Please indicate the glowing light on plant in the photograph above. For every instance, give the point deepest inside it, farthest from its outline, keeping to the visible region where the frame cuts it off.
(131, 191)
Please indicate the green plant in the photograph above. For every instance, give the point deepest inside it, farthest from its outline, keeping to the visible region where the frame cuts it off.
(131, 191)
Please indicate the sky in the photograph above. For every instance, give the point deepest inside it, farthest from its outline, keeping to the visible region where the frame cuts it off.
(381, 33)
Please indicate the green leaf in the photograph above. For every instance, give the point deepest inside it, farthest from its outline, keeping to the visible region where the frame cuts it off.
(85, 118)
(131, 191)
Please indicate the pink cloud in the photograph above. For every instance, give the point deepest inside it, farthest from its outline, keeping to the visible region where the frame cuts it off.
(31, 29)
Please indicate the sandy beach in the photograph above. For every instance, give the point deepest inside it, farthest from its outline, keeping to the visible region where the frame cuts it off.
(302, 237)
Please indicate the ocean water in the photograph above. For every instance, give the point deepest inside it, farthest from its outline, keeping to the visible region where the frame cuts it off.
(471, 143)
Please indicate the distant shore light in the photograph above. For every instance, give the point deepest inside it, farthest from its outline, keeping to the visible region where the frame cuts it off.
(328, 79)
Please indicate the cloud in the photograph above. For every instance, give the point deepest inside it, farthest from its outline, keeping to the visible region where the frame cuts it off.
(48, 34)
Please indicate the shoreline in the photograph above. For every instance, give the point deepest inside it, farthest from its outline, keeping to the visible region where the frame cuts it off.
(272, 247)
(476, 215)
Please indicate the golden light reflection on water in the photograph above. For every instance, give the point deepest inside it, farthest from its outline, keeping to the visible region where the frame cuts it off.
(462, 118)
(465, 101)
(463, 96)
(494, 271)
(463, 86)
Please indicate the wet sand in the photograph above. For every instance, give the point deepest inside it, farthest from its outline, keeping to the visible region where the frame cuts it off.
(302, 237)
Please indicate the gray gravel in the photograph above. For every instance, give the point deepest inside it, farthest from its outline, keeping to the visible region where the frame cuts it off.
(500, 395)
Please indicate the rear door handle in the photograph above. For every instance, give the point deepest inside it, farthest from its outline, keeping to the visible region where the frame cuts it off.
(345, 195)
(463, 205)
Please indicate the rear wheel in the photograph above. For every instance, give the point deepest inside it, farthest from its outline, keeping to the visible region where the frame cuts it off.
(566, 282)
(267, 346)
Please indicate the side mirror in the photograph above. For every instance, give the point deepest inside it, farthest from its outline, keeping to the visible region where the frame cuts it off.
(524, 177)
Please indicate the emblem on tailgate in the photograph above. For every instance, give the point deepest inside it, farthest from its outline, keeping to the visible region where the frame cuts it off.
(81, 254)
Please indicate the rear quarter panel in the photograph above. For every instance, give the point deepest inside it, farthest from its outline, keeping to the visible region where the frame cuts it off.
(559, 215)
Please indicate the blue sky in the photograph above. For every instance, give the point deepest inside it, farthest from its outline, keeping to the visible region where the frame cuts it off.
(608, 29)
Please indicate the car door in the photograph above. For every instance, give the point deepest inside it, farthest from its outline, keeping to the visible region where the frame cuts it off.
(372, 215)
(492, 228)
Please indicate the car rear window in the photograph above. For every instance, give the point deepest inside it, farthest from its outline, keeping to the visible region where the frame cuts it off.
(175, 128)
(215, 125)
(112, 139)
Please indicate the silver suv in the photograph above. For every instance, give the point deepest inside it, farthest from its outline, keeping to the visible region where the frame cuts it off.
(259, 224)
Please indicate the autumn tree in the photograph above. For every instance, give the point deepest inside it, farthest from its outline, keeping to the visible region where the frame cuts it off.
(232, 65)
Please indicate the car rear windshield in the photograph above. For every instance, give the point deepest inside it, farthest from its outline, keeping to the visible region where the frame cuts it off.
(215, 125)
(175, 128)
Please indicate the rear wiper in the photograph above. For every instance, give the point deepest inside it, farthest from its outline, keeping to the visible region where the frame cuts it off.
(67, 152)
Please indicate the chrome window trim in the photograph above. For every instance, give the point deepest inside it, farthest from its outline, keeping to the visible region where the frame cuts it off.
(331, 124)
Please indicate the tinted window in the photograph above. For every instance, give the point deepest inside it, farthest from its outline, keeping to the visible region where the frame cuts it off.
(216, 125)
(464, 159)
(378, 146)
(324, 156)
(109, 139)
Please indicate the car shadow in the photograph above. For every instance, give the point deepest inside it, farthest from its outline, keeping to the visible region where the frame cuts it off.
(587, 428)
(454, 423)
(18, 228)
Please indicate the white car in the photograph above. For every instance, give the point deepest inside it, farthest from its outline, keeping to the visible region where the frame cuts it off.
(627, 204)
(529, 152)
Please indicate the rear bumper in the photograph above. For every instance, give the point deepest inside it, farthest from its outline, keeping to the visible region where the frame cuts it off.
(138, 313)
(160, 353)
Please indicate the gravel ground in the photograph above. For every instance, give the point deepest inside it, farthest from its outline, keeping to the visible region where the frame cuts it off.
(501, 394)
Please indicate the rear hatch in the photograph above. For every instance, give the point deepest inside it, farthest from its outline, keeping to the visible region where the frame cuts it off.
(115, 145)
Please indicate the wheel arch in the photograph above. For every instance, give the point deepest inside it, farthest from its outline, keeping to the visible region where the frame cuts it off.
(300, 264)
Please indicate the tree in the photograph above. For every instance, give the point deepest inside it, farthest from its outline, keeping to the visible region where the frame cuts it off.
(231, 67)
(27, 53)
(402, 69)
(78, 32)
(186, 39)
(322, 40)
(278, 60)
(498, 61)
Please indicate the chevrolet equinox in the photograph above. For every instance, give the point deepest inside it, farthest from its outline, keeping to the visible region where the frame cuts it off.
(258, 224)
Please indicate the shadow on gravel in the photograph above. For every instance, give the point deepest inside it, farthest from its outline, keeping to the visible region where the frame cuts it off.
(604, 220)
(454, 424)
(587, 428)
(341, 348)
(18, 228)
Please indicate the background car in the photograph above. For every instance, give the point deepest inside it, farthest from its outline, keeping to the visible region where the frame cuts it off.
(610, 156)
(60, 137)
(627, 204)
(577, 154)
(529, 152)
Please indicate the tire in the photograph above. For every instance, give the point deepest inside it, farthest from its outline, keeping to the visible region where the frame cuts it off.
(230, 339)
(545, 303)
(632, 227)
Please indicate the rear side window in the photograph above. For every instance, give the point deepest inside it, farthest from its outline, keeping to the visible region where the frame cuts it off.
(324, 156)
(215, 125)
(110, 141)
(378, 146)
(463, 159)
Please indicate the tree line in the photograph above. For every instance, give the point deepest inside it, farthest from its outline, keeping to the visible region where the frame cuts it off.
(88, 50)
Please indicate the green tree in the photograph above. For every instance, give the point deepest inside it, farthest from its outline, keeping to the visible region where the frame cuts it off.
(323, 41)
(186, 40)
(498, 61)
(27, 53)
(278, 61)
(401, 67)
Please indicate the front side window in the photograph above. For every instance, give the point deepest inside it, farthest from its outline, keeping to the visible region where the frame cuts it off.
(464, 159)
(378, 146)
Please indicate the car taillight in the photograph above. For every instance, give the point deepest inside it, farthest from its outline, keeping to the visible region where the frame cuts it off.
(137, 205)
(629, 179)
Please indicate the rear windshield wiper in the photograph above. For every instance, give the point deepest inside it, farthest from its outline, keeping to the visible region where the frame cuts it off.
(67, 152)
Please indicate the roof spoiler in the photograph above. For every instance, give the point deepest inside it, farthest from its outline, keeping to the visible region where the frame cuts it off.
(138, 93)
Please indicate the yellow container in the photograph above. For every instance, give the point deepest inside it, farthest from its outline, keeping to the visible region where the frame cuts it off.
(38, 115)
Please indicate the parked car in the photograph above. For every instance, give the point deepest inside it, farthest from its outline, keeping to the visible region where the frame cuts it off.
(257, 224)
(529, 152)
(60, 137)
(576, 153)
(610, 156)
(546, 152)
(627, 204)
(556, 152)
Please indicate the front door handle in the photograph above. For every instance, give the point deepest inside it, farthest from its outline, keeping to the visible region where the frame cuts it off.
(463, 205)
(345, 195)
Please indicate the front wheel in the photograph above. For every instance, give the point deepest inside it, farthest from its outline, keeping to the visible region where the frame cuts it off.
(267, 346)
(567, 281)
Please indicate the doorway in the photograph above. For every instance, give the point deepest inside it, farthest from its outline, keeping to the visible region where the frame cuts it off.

*TO DO*: Begin with the line that contains "Please indicate the front door" and set down each line exactly until the records above end, including the final line.

*SOLUTION TO THE PROBLEM*:
Please indicate the front door handle in the photograph above. For every instance, give the point deepest inside it, farthest from its outline, keeping to the visible region where the frame cuts it off.
(463, 205)
(345, 195)
Please indicate the front wheel in the photograph above. For every instance, give the point deepest inside it, farthest from its outline, keeping to the visible region where the frame cuts it off.
(267, 346)
(567, 281)
Please indicate the doorway in the photograph above. For every instance, give the point deepest inside it, farthest from its outline, keeping to the visible region where the frame cuts it off.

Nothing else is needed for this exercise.